Du temps de Périclès, Le Pirée était un homme.

Non je ne plaisante pas, je l’ai vu, l’autre soir. Le Pirée (Antoine Sastre) était l’assistant de Phidias (Gilles Bugeaud), le grand sculpteur. Celui que ses potes appellent « Phi-Phi ». Un joyeux drille celui-là, très porté vers le beau sexe, entouré de ravissants Petits Modèles  (Florence Andrieu, Nadine Béchade, Marie Blondel, Alexandra Courquet, Nathalie Davoine, Laetitia Le Mesle, Isabelle Monier-Esquis, Laure Pierredon, Marion Sicre). Normal, quand on est plasticien on a besoin de modèles vivants. Or, voici que la République, par la voix de son archonte, Périclès (Christophe Grapperon), vient de commander une statue : « l’Amour et la Vertu ce serait chose aisée ! Mais comment représenter la Vertu ? Franchement, ce ne sont pas les dieux qui en donnent l’exemple. Phidias avait bien pensé à la pulpeuse Aspasie (Lara Neumann), mais c’est plutôt une petite vertu. Heureusement, il y a Madame Phidias (Emmanuelle Goizé), qui, comme la femme de César est irréprochable. Quant à l’Amour, le beau jeune homme Ardimédon (Olivier Hernandez), qui la suit partout en témoigne tellement qu’on peut le choisir pour parangon… Après tout, si l’atelier de Phidias se transforme en hôtel du libre-échange, « ce n’est pas grave ! ». Et Pallas Athénée, qu’on priait chez les Grecs, n’a qu’à se voiler la face !

Dans l’opérette Phi-Phi, Henri Christiné, Albert Willemetz et Fabien Sollar revisitent l’Antiquité quelque cinquante années après La Belle Hélène d'Offenbach. Aujourd’hui la compagnie des Brigands, et le metteur en scène Johanny Bert, quatre-vingts ans plus tard, rajeunissent la célèbre opérette, partition pour cinq chanteurs comédiens, et des chœurs. La mise en scène est intelligente. Tout semble évident pour le spectateur.

La scène se passe chez un sculpteur, il y est donc question de la « représentation du corps ». Et, dit Johanny Bert : « Les corps y sont mis à nus, scrutés, questionnés, par les personnages eux-mêmes ». Il en fait alors des corps morcelés, que les Petits Modèles reconstituent et manipulent, comme les élèves d’un atelier de sculpture. Chaque protagoniste ayant son double, les comédiens donnent leur voix et se détachent du théâtre où les marionnettes (de Einat Landais) s’agitent. Ils prennent ainsi leur distance avec leurs rôles, commentent, rendent le public complice.
* * * * *
#### CONSIGNE
Recopiez mot pour mot tout le passage de la critique de Phi-Phi, depuis « Dans l’opérette Phi-Phi, Henri » jusqu'à « pour le spectateur. ». Les données ne sont pas nécessaires ici.

#### DONNÉES FOURNIES
* * * * *
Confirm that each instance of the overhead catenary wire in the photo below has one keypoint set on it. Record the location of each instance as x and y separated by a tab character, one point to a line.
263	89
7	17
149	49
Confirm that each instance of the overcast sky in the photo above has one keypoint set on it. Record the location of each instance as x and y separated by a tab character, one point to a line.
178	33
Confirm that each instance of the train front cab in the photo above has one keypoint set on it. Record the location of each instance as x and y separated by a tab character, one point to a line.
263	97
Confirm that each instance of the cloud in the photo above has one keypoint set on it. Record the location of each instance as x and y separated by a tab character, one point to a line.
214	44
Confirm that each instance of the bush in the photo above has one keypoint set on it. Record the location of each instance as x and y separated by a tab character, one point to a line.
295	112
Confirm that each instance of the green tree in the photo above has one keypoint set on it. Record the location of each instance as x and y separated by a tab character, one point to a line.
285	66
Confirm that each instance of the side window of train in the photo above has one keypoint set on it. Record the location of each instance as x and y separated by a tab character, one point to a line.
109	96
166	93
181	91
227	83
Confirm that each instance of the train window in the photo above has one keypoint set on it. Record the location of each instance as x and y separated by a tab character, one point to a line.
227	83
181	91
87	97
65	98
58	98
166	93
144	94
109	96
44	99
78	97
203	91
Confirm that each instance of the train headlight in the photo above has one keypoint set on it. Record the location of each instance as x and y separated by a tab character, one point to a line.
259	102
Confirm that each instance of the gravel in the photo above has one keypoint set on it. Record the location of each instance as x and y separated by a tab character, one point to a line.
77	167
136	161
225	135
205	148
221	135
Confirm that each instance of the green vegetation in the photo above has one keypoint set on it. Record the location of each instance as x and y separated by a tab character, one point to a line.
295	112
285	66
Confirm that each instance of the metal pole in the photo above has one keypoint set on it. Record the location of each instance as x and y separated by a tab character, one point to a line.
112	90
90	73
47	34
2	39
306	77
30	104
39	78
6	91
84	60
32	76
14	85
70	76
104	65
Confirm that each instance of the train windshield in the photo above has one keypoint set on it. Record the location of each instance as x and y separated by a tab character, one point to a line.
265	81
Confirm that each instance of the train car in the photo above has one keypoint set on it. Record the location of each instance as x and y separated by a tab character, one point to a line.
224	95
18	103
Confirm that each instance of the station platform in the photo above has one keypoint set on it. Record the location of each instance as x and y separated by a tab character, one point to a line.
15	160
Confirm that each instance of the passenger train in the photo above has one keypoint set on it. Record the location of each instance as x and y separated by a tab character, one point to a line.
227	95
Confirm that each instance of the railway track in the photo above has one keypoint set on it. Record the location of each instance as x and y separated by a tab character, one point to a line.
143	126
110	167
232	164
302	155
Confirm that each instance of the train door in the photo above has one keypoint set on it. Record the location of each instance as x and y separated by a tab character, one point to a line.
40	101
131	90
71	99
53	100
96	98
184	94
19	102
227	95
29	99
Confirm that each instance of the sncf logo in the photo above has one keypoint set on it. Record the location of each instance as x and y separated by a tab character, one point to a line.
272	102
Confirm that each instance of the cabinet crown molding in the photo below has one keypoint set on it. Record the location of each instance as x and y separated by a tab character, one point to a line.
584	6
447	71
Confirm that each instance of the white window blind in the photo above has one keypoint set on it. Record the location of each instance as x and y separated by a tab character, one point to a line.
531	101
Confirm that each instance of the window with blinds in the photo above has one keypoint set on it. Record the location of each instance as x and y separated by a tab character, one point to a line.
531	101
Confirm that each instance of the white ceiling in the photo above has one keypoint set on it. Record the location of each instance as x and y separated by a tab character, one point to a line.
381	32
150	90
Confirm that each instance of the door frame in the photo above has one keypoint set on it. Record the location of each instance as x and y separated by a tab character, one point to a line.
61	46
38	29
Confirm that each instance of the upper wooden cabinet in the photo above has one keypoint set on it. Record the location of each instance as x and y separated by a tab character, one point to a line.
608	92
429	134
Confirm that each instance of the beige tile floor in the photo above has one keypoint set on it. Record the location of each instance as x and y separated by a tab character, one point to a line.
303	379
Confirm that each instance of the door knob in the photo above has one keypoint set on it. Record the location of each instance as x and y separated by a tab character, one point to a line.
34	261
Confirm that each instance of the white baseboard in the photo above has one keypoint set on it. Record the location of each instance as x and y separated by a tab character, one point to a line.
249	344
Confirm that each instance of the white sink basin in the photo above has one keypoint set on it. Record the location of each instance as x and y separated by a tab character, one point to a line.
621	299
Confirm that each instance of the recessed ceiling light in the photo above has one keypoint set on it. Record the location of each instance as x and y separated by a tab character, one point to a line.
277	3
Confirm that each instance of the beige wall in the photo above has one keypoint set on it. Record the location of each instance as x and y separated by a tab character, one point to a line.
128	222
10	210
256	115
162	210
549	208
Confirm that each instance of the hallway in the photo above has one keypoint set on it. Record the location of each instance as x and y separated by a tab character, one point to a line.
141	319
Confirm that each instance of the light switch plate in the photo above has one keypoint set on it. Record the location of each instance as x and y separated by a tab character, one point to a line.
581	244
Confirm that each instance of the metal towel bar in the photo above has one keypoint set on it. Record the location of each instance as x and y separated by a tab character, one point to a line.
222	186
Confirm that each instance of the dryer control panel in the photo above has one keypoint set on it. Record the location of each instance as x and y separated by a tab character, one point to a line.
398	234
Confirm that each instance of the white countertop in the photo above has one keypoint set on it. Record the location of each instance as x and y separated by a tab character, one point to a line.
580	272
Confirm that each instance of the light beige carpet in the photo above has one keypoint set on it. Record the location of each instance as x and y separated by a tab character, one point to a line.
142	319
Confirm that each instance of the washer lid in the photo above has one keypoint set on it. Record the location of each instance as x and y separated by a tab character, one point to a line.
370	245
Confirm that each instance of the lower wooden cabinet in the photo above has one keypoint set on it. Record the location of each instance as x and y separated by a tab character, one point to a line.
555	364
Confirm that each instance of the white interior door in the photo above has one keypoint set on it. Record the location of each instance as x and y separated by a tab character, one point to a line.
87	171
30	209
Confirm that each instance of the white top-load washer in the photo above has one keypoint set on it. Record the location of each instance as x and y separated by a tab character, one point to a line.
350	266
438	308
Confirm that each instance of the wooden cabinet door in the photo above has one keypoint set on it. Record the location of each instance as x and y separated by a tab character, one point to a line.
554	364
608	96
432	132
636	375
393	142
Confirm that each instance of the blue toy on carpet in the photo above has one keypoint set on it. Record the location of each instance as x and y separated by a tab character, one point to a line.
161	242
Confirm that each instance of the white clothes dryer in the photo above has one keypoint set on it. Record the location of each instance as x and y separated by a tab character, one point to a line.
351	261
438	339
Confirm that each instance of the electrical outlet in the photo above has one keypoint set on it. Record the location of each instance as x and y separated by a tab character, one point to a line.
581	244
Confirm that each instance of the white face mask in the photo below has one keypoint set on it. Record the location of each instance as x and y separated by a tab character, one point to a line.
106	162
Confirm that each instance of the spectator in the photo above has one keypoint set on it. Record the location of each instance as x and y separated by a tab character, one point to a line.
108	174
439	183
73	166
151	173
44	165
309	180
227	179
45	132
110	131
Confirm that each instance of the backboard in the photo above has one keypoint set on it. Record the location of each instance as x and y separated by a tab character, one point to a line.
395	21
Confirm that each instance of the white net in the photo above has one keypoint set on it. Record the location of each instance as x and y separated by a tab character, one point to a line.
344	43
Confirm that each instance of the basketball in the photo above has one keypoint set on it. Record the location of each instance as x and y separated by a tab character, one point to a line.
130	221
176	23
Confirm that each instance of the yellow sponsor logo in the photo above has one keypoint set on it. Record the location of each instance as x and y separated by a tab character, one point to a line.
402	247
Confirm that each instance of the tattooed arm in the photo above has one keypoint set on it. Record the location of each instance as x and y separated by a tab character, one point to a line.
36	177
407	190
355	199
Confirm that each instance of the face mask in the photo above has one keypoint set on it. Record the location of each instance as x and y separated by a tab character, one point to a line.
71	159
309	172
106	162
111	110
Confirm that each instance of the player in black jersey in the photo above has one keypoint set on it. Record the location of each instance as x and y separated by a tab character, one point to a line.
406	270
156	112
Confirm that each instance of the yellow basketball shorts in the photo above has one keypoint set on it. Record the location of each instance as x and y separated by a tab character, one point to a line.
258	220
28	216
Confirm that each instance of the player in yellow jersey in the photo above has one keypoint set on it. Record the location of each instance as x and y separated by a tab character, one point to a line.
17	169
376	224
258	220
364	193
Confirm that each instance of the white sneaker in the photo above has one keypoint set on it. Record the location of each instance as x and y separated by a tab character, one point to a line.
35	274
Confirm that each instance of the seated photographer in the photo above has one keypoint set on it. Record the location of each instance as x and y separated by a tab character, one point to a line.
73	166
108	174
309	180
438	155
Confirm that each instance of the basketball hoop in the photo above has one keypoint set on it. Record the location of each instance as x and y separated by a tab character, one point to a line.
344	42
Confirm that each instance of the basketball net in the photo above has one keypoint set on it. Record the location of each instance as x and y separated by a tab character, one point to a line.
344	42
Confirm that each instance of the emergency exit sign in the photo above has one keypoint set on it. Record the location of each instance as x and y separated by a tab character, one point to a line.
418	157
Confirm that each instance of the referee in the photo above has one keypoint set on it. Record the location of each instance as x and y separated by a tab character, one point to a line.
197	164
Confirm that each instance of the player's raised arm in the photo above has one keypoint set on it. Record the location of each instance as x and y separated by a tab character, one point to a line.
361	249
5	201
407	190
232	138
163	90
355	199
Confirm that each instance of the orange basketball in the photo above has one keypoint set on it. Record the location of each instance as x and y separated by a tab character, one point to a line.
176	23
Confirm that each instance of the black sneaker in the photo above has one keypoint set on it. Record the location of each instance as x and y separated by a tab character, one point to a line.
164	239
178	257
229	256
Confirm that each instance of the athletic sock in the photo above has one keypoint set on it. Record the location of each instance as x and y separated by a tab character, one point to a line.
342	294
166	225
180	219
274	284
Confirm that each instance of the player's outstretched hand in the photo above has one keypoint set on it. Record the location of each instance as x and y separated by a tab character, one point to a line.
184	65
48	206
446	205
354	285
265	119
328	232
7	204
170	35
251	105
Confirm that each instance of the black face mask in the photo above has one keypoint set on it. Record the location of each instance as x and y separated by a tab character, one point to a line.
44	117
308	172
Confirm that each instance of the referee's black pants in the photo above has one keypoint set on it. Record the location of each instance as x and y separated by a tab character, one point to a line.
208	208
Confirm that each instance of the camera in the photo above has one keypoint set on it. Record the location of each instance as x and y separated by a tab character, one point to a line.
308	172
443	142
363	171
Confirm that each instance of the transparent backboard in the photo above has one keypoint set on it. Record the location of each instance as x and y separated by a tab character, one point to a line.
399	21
* * * * *
#### RÉPONSE ATTENDUE
Dans l’opérette Phi-Phi, Henri Christiné, Albert Willemetz et Fabien Sollar revisitent l’Antiquité quelque cinquante années après La Belle Hélène d'Offenbach. Aujourd’hui la compagnie des Brigands, et le metteur en scène Johanny Bert, quatre-vingts ans plus tard, rajeunissent la célèbre opérette, partition pour cinq chanteurs comédiens, et des chœurs. La mise en scène est intelligente. Tout semble évident pour le spectateur.